Instructions for the task:
Reproduce the listing below line for line, with every character unchanged, but leave out the pictures.

Extracted data:
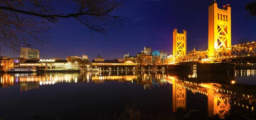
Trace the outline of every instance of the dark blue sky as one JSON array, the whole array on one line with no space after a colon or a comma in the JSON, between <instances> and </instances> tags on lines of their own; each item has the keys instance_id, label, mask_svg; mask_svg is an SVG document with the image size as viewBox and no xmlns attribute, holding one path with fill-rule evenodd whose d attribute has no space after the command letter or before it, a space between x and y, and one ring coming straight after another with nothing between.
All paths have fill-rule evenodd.
<instances>
[{"instance_id":1,"label":"dark blue sky","mask_svg":"<svg viewBox=\"0 0 256 120\"><path fill-rule=\"evenodd\" d=\"M47 58L65 59L68 56L88 56L90 60L101 54L105 59L121 59L129 52L136 56L145 46L152 49L166 50L172 54L172 31L187 31L187 51L195 46L198 51L208 48L208 9L213 0L123 0L124 7L118 13L126 12L127 18L120 29L109 31L109 40L105 36L95 33L93 41L87 28L73 18L62 19L52 26L53 51L41 50ZM242 38L256 40L256 20L248 23L245 6L250 0L216 0L219 8L230 4L231 7L232 44ZM116 28L119 27L116 25ZM11 52L6 56L12 55Z\"/></svg>"}]
</instances>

Solution for this problem:
Trace the outline of every instance of the dark blue sky as one JSON array, the whole array on one line with no space after a colon or a comma in the JSON, between <instances> and </instances> tags on lines of their own; each item has the keys instance_id, label, mask_svg; mask_svg is an SVG document with the image size as viewBox and no xmlns attribute, holding one path with fill-rule evenodd whose d attribute has no space after the command letter or before it, a space between x and y, and one ring coming straight after another with nothing between.
All paths have fill-rule evenodd.
<instances>
[{"instance_id":1,"label":"dark blue sky","mask_svg":"<svg viewBox=\"0 0 256 120\"><path fill-rule=\"evenodd\" d=\"M47 58L65 59L68 56L88 56L90 60L101 54L105 59L121 59L129 52L136 56L145 46L152 49L166 50L172 54L172 31L187 31L187 51L195 46L198 51L208 48L208 9L213 0L123 0L124 7L118 13L126 12L127 18L120 29L109 31L109 40L105 36L95 33L93 41L87 28L73 18L62 19L52 26L53 51L41 50ZM242 38L256 40L256 20L248 23L245 6L250 0L216 0L219 8L230 4L231 7L232 44ZM116 28L119 27L116 25ZM11 52L6 56L12 55Z\"/></svg>"}]
</instances>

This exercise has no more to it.